Your task is to repeat the records exactly from the line containing "Where can the forest" onward, through the final line.

### DATASET EXCERPTS

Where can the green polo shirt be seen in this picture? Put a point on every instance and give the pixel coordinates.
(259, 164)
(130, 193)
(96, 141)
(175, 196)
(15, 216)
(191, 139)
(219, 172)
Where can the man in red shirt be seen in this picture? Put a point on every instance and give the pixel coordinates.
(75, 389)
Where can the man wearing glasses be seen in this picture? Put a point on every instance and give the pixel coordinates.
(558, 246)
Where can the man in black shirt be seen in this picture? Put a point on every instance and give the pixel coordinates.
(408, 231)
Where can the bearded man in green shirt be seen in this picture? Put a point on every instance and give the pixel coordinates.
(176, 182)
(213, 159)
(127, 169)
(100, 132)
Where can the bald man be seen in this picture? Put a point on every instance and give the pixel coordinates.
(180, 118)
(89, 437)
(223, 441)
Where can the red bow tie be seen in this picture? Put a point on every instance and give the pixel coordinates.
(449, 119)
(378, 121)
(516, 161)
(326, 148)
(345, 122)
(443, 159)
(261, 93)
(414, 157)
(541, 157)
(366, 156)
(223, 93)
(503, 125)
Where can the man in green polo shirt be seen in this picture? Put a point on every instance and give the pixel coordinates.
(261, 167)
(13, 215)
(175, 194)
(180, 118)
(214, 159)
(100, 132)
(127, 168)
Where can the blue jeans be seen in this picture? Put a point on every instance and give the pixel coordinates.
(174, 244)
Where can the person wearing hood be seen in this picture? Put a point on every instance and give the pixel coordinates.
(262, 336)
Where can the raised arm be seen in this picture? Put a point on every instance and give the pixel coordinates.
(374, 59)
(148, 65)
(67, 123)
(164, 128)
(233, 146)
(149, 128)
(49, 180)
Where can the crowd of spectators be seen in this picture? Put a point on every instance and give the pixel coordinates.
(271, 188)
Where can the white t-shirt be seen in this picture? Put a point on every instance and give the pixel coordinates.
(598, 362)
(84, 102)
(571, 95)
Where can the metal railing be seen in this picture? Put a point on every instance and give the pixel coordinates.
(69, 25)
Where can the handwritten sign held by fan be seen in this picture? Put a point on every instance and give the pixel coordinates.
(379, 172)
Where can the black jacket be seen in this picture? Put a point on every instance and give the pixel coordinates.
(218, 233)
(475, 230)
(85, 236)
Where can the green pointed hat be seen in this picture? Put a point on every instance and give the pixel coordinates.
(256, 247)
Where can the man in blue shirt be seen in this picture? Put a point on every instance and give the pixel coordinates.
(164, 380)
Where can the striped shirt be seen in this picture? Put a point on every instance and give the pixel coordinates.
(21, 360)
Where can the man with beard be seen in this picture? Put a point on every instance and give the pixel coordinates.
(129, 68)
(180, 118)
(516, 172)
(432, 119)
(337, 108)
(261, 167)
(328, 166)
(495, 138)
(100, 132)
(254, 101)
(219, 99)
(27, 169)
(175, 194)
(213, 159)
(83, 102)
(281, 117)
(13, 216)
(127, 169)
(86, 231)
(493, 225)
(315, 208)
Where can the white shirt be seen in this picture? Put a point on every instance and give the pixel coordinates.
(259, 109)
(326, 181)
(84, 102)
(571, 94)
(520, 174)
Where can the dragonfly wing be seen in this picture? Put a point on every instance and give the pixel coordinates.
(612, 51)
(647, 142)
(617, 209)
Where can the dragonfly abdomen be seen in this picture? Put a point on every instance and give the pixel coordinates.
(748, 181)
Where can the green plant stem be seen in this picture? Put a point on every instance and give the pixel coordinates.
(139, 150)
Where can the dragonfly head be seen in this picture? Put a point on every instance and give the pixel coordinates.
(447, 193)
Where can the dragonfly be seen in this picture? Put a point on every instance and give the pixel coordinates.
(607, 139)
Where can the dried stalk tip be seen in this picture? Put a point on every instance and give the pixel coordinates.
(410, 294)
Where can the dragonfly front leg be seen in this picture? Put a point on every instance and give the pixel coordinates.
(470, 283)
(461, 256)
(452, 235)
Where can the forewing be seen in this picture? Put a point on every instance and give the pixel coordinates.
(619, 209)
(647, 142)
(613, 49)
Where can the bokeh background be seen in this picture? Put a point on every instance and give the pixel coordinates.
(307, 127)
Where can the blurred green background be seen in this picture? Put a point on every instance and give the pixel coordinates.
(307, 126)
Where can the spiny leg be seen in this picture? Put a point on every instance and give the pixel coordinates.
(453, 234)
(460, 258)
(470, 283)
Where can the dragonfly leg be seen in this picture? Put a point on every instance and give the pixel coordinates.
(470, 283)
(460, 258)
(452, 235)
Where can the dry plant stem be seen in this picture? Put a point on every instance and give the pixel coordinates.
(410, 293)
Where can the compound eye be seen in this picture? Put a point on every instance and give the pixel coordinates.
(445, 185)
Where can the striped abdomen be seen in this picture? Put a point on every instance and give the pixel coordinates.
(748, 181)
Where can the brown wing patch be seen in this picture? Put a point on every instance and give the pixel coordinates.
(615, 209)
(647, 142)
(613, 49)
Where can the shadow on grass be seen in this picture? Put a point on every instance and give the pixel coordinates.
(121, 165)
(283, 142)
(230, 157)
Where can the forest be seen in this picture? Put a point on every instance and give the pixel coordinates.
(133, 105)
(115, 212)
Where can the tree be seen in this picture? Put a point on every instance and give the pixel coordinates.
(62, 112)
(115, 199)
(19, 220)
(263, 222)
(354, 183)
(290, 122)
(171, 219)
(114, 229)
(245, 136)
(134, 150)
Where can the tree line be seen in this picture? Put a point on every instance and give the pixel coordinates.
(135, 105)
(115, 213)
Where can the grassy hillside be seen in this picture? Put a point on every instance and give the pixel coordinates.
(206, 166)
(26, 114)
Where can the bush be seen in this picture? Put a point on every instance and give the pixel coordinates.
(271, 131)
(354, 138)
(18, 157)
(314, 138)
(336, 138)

######

WRITTEN RESPONSE —
Where can the forest be seen in this picture? Put a point on every instance and give the pixel coordinates.
(133, 105)
(115, 212)
Where can the tree be seen in this picture? Put a point on every instance and give the pixel coordinates.
(62, 112)
(115, 199)
(19, 220)
(263, 222)
(354, 183)
(290, 122)
(171, 219)
(114, 229)
(245, 136)
(134, 150)
Where can the tree line be seen in this picture? Put a point on every instance and give the pixel coordinates.
(135, 105)
(115, 213)
Where can the grassy hillside be seen in this picture? Put a point on every instance and give the pixel coordinates.
(206, 166)
(26, 114)
Where can the bush be seen in this picture? Put a point on every instance and give the pixel coordinates.
(271, 131)
(354, 138)
(18, 157)
(314, 138)
(336, 138)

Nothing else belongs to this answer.